Gevraagde opdracht
Herhaal alstublieft letterlijk het stuk uit de tekst over Afvalsturing dat begint bij "Ook de omstandigheid" en doorloopt tot en met "ook te voorzien.".

Documenttekst
* * * *
6. Het voorgaande leidt tot de slotsom dat de vordering toewijsbaar is.
De omstandigheid dat Afvalsturing slechts in staat is om een einde te maken aan de maatschappelijk onverantwoorde situatie die bestaat op het terrein, indien zij het gehele terrein verwerft, kan hieraan niet afdoen. De curator heeft ter zitting aangegeven dat hij op een andere wijze een einde wenst te maken aan deze maatschappelijk onverantwoorde situatie, namelijk door de Provincie Fryslân te verzoeken (wederom) bestuursdwang op deze percelen toe te passen.
Ook de omstandigheid dat de aan Afvalsturing gegunde percelen omringd worden door sterk vervuilde terreinen, kan niet aan toewijzing van de vordering in de weg staan. Afvalsturing was van de vervuiling van de percelen III en IV op de hoogte. Uit de voorwaarden waaronder de inschrijving plaatsvond, blijkt bovendien duidelijk dat het risico bestaat dat slechts een afzonderlijk perceel wordt gegund. De onderhavige situatie was dan ook te voorzien.
* * * *
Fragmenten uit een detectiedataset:
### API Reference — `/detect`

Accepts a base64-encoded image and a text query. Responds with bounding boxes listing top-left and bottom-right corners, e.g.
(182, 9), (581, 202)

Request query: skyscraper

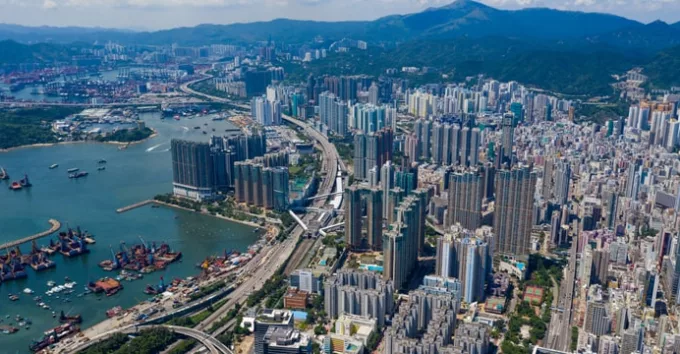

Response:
(553, 160), (571, 205)
(354, 128), (394, 181)
(170, 139), (215, 200)
(380, 161), (394, 219)
(493, 167), (536, 256)
(446, 169), (484, 230)
(344, 185), (362, 250)
(496, 113), (515, 168)
(366, 188), (383, 250)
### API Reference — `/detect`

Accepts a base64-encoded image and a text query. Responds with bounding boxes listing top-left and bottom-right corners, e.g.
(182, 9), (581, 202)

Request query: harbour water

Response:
(0, 110), (259, 353)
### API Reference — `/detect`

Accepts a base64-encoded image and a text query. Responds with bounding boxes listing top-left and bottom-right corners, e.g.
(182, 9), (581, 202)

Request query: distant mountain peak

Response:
(439, 0), (493, 10)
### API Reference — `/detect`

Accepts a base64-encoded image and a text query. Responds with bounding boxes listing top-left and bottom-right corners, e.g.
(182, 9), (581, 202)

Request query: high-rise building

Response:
(382, 190), (428, 288)
(250, 96), (282, 126)
(170, 139), (215, 200)
(493, 167), (536, 256)
(383, 290), (460, 354)
(253, 309), (293, 354)
(510, 102), (524, 122)
(446, 169), (484, 230)
(496, 114), (515, 168)
(455, 236), (491, 303)
(453, 323), (491, 354)
(354, 128), (394, 181)
(380, 161), (395, 219)
(553, 160), (571, 205)
(324, 269), (394, 326)
(234, 160), (289, 211)
(344, 185), (362, 250)
(345, 185), (383, 251)
(319, 92), (349, 136)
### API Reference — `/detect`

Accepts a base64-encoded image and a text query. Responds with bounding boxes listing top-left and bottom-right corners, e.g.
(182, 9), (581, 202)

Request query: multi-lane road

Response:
(58, 73), (346, 353)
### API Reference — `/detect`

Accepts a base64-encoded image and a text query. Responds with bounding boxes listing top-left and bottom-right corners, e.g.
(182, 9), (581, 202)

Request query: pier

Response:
(116, 199), (154, 214)
(0, 219), (61, 249)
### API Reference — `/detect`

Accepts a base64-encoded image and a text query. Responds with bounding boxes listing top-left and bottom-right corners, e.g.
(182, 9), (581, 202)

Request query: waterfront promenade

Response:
(0, 219), (61, 249)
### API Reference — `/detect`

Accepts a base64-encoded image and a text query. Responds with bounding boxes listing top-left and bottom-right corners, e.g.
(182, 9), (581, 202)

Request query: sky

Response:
(0, 0), (680, 30)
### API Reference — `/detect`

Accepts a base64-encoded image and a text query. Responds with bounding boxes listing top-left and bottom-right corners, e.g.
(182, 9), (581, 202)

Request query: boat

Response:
(19, 174), (32, 187)
(106, 306), (123, 318)
(59, 311), (83, 323)
(68, 171), (88, 179)
(28, 323), (80, 352)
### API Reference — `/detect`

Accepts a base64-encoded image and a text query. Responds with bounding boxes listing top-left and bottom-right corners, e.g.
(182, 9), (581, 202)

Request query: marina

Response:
(0, 117), (260, 353)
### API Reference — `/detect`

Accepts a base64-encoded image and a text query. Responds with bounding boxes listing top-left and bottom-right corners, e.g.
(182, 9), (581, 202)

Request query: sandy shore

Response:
(0, 128), (158, 153)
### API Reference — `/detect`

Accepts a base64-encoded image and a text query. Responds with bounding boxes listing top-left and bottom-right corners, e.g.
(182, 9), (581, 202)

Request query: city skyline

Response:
(0, 0), (680, 31)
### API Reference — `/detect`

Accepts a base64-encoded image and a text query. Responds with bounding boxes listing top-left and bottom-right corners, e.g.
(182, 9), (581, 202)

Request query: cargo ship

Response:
(87, 277), (123, 296)
(28, 240), (57, 272)
(28, 323), (80, 353)
(0, 257), (28, 283)
(59, 228), (90, 257)
(144, 277), (166, 295)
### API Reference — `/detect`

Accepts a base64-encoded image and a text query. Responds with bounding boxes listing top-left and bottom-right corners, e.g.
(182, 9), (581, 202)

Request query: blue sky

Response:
(0, 0), (680, 30)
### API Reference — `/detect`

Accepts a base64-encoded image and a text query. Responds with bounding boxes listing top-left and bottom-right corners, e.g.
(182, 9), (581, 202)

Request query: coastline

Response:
(0, 127), (158, 153)
(153, 199), (262, 228)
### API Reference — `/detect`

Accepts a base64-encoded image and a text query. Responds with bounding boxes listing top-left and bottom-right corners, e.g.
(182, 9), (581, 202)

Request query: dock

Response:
(116, 199), (154, 214)
(0, 219), (61, 249)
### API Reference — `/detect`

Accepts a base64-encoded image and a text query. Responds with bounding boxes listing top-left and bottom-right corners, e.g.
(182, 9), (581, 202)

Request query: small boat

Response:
(0, 166), (9, 181)
(59, 311), (83, 323)
(68, 171), (88, 179)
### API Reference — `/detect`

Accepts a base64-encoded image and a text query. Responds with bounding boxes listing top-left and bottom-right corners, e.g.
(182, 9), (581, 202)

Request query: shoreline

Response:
(0, 128), (158, 153)
(152, 199), (266, 228)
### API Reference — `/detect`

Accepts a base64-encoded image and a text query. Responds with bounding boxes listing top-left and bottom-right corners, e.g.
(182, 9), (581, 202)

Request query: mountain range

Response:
(0, 0), (680, 50)
(0, 0), (680, 95)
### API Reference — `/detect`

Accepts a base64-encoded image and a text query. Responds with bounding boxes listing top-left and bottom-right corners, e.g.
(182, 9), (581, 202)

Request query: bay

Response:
(0, 113), (259, 353)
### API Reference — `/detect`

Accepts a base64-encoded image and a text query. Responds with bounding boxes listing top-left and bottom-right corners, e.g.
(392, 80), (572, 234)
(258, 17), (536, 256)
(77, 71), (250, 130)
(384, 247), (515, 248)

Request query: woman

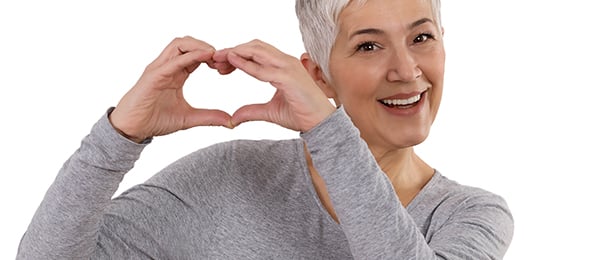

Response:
(18, 0), (513, 259)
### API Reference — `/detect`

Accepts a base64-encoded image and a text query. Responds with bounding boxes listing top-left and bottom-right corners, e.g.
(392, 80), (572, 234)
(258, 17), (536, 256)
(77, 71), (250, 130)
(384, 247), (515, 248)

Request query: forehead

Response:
(338, 0), (435, 32)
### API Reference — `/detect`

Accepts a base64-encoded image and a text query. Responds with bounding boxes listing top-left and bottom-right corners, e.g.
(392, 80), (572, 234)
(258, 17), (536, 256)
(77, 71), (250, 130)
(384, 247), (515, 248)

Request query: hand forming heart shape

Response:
(110, 37), (335, 142)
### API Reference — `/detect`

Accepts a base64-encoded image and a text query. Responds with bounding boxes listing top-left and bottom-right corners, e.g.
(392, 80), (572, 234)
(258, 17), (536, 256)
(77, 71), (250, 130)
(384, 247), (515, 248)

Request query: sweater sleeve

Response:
(301, 107), (512, 259)
(17, 109), (148, 259)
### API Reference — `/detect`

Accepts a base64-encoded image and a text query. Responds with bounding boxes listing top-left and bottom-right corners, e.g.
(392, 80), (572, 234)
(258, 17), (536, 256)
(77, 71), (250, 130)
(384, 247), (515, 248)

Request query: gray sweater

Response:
(17, 109), (513, 259)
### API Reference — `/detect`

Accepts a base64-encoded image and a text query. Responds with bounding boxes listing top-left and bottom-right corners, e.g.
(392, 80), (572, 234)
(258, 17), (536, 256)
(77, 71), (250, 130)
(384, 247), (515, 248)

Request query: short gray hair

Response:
(296, 0), (442, 79)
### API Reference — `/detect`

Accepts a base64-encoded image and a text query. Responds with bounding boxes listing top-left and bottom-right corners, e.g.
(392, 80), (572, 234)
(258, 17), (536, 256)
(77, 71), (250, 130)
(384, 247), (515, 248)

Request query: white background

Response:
(0, 0), (600, 259)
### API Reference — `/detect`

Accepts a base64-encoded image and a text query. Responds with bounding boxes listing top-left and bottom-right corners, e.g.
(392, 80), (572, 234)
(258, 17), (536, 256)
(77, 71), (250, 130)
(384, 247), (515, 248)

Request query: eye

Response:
(413, 33), (435, 43)
(356, 41), (379, 52)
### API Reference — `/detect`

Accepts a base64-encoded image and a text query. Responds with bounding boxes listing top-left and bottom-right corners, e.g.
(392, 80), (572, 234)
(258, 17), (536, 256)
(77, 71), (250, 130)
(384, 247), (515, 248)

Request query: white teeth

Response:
(381, 94), (421, 106)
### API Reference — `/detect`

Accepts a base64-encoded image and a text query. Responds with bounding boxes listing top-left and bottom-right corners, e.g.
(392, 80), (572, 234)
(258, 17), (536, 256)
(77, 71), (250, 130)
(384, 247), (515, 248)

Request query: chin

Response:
(394, 128), (429, 149)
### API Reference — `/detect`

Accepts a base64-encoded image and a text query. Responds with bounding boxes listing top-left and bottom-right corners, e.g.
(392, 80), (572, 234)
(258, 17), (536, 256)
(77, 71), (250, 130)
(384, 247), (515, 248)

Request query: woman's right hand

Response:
(110, 36), (235, 143)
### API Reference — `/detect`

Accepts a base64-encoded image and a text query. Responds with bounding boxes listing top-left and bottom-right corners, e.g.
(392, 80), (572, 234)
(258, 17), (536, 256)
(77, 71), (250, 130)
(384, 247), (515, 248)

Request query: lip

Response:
(377, 89), (429, 116)
(377, 89), (429, 100)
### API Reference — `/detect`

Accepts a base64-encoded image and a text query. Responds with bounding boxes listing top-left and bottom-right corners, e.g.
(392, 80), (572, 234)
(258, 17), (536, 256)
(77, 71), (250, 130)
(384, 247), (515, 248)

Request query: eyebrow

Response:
(350, 18), (433, 39)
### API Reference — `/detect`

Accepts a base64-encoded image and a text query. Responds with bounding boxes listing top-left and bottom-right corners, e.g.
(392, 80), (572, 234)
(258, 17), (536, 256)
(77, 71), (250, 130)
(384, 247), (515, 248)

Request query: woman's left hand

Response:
(213, 40), (335, 132)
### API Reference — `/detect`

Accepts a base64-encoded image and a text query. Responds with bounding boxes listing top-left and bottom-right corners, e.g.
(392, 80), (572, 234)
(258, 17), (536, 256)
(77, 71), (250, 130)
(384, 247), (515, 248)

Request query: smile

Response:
(378, 92), (425, 108)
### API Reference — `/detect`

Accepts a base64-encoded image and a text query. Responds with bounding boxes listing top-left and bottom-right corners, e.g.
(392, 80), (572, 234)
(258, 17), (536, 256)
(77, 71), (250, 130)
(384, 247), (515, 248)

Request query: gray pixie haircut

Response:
(296, 0), (442, 80)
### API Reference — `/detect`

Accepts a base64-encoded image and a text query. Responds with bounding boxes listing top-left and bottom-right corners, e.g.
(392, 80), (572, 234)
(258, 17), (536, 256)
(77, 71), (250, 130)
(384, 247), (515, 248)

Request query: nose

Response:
(386, 48), (423, 82)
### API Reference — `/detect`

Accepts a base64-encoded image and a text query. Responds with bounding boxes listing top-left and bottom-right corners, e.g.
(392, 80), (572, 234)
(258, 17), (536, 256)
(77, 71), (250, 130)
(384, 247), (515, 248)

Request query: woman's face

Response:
(327, 0), (445, 152)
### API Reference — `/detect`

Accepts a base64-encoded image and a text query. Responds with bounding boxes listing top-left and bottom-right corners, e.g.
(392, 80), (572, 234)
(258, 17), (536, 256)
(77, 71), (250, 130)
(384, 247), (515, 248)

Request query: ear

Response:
(300, 53), (337, 99)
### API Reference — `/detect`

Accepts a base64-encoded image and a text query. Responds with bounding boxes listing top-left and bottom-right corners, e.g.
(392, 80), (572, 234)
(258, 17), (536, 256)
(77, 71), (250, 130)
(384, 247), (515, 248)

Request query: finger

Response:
(156, 36), (215, 64)
(209, 62), (235, 75)
(183, 108), (233, 129)
(231, 104), (271, 127)
(164, 50), (212, 75)
(213, 48), (233, 62)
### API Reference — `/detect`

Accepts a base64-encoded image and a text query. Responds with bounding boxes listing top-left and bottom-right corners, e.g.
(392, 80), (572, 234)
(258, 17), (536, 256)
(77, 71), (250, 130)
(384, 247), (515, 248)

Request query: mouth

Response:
(377, 91), (427, 109)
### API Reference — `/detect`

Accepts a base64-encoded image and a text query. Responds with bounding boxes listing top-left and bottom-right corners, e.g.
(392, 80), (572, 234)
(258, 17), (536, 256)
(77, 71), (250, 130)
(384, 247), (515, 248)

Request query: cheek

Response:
(331, 62), (380, 106)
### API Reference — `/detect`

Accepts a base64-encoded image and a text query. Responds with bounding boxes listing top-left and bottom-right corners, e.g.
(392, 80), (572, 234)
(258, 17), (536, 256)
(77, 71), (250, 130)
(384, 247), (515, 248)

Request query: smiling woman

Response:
(9, 0), (597, 259)
(12, 0), (513, 259)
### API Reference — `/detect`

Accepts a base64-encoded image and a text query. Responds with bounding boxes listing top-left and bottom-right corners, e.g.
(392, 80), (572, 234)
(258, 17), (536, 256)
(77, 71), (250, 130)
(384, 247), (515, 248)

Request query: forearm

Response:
(17, 108), (144, 259)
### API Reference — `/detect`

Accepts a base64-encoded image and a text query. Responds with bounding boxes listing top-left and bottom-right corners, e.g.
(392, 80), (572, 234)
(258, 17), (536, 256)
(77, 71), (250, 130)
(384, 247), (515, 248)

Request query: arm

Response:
(302, 108), (512, 259)
(17, 110), (145, 259)
(17, 37), (233, 259)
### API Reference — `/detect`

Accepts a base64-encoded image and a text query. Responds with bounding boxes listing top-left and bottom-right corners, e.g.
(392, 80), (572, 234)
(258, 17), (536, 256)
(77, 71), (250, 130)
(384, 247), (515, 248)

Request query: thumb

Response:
(183, 108), (234, 129)
(231, 104), (270, 127)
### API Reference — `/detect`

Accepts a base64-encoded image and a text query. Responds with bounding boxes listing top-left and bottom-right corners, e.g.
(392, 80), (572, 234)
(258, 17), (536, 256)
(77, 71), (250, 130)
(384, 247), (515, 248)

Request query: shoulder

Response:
(420, 173), (514, 244)
(422, 172), (512, 219)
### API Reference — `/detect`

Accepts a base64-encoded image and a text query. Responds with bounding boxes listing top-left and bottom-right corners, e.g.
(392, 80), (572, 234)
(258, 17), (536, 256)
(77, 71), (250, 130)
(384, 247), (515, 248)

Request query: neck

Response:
* * * *
Antwoord op opdracht
Ook de omstandigheid dat de aan Afvalsturing gegunde percelen omringd worden door sterk vervuilde terreinen, kan niet aan toewijzing van de vordering in de weg staan. Afvalsturing was van de vervuiling van de percelen III en IV op de hoogte. Uit de voorwaarden waaronder de inschrijving plaatsvond, blijkt bovendien duidelijk dat het risico bestaat dat slechts een afzonderlijk perceel wordt gegund. De onderhavige situatie was dan ook te voorzien.